– Театр Акимова рядом с Елисеевским магазином, – ответил он Анне Ивановне волшебным голосом, слегка приподняв свою кепку за козырёк, и совершенно спокойно удалился в кулису из снегопада, как это умеют делать только настоящие аристократы.
В этом городе с чрезвычайной концентрацией прекрасного мы, школьники из пригородов, почти постоянно пребывали в восхищении, рассматривая величественную архитектуру и недоумевая, почему она совершенно не захватывает ленинградцев. Просто многие, привыкнув к красоте, которая их окружает, перестают её ценить, как веками живущие у моря вовсе не замечают его. Но я до сих пор никак не могу – да и не хочу – вытравить из себя этот стереотип, и всегда пугаюсь, когда вижу москвичей или петербуржцев, которые ничего не читают, не развиты, разговоры ведут только про то, кто с кем «корешковался», да с кем можно выпить. Всегда содрогаюсь, когда вижу, как в Петербурге обыватель сморкается в пальцы прямо на улице. Или вдруг станет издавать носоглоткой звуки заводящегося мотоцикла хррр-хрра-хра с такими потугами, будто хочет выдавить из себя самые главные звуки своей задрипанной жизни, а на деле выхаркнет содержимое бронхов и носовых пазух: «хрра-хра-хра-ра-тьфу!». Прям любопытно, что за особое устройство носоглотки у некоторых граждан. А чего теряться-то, если нынче и кишечник на людях опорожнять не грешно? Наивно, конечно, наделять людей высокими качествами по месту жительства, если они сами уютнее чувствуют себя совсем в иных позах.
А каковы были раньше в этом городе тактичные и терпимые к любым чудачествам публики старые гардеробщики! Это уходящая элита. Иногда её представителей ещё можно увидеть в театральных гардеробах, их необычную по простоте и красоте речь, которая как античная архитектура одновременно прекрасна и лишена чего-либо вычурного. Но тут же обязательно огорошит современная зычная интонация: «А где у вас вешалка на
А уж чтобы услышать на Невском громогласную матерщину – это было не представить и в страшном сне. Даже по громкому и некрасивому хохоту определяли людей приезжих. Ленинградцы от рабочих до интеллигенции всегда были народом выдержанным и спокойным, совершенно несклонным к истерикам и пьяному ору о «наболевшем», да тем более с матом. Я их всегда такими знала, никто меня не убедит, что это не так. «Не так» это стало теперь, когда всё потонуло в новой моде к эпатажному и вызывающему поведению. Мода – развлечение для тех, кто не имеет своего взгляда на мир. Мода существует не только на одежду, аксессуары, фильмы и прочее. Есть также мода на нравы. Мода – опасное дело: она очень легко переходит в совершенно немодные явления. Когда все ходят в одинаковых сапогах и куртках, это уже не мода, а армия. И вот ругань, мат и просто грубый крик вошли в моду необычайно. Не было бы у нас такой литературы, которая затмевает собой все другие литературы вместе взятые, не родились бы на нашей земле такие титаны, как Пушкин и Достоевский, Гоголь и Бунин, творческое наследие которых подобно космосу до сих пор до конца так и не изучено, и душа бы не болела: на что мы всё это променяли.

# # #

Задание 1: Переведите на английский язык предложение из текста о ленинградцах: «Мода – развлечение для тех, кто не имеет своего взгляда на мир».
Задание 2: Допишите текст о ленинградцах дальше, начав сразу после его последнего предложения.

# # #

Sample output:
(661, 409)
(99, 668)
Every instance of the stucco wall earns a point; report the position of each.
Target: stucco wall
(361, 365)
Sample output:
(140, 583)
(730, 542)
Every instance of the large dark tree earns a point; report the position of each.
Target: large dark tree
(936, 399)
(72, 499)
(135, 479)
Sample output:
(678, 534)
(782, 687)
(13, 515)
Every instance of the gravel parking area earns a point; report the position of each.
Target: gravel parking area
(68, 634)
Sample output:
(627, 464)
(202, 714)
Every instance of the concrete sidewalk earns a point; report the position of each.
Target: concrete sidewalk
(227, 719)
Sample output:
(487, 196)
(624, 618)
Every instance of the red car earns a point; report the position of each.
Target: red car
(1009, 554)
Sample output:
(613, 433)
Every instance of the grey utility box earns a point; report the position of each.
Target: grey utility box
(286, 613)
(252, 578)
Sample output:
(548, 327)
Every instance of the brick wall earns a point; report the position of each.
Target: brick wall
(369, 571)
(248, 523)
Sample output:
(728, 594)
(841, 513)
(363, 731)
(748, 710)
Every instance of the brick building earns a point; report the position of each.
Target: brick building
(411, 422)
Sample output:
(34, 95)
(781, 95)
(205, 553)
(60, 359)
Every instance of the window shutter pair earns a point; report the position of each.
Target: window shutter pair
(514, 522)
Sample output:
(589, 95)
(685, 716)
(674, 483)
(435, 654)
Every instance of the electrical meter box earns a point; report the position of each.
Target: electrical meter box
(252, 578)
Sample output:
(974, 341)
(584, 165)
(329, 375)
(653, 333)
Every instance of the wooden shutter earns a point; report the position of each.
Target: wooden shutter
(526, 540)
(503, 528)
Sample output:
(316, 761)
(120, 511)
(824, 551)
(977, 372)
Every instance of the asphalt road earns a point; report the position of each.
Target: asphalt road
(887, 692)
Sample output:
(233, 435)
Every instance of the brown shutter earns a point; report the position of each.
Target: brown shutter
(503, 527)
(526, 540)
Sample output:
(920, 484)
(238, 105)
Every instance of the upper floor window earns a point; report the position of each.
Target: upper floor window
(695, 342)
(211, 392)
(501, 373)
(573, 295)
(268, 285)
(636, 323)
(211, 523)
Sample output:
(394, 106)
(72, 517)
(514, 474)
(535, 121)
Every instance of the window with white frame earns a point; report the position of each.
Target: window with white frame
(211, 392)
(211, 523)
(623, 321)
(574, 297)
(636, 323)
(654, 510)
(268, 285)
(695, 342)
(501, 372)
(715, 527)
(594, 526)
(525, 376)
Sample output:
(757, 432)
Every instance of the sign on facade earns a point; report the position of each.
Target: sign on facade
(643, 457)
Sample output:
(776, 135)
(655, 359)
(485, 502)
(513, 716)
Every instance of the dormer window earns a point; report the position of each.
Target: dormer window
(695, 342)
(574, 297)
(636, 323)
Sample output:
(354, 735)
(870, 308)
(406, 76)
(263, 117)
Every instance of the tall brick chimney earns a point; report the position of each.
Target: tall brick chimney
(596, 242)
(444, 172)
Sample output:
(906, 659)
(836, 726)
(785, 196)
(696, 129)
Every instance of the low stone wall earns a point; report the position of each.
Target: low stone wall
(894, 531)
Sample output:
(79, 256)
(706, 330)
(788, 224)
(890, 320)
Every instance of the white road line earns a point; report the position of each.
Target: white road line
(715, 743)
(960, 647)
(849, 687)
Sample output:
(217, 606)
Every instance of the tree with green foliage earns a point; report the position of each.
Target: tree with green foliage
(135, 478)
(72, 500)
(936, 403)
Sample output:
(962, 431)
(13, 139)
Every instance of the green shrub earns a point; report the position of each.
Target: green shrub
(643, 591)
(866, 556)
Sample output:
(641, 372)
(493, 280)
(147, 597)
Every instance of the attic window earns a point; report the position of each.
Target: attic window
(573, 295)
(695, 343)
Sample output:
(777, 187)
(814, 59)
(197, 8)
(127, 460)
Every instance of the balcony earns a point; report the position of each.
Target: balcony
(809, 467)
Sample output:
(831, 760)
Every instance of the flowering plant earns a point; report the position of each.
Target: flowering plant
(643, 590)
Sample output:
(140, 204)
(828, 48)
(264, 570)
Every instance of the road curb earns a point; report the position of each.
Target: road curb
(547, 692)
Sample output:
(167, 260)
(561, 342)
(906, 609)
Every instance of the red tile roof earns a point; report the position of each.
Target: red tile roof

# # #

Место для ответа 1: Fashion is entertainment for those who have no view of the world of their own.

Место для ответа 2:
Сначала это было непривычно и неприемлемо, как разговоры о сексе в конце восьмидесятых. Сначала матерщину и грубое общение приписывали исключительно пролетариям и крестьянам, хотя я от своих дедов, один из которых всю жизнь отработал в промышленности, а другой – в сельском хозяйстве, никогда не слышала ни слова ругани: при детях нельзя и всё тут. Их разговоры наоборот отличались какой-то старинной благочинностью. Как ни странно сейчас кому покажется, но именно в деревне им внушили, что мужчина или мальчик не должен нецензурно выражаться в присутствии женщин и детей. Я даже заметила эту тенденцию на своём родном Заводе, где было много «понаехвших», мастер цеха мог вежливо попросить женщин выйти из помещения, если имел намерение поговорить с рабочими более доходчивыми выражениями. Если простой работяга случайно произносил в присутствии дам или просто баб матерщину, всегда извинялся. Сейчас, когда матерятся самым позорным и омерзительным образом даже бакалавры наук, в это уже никто не верит.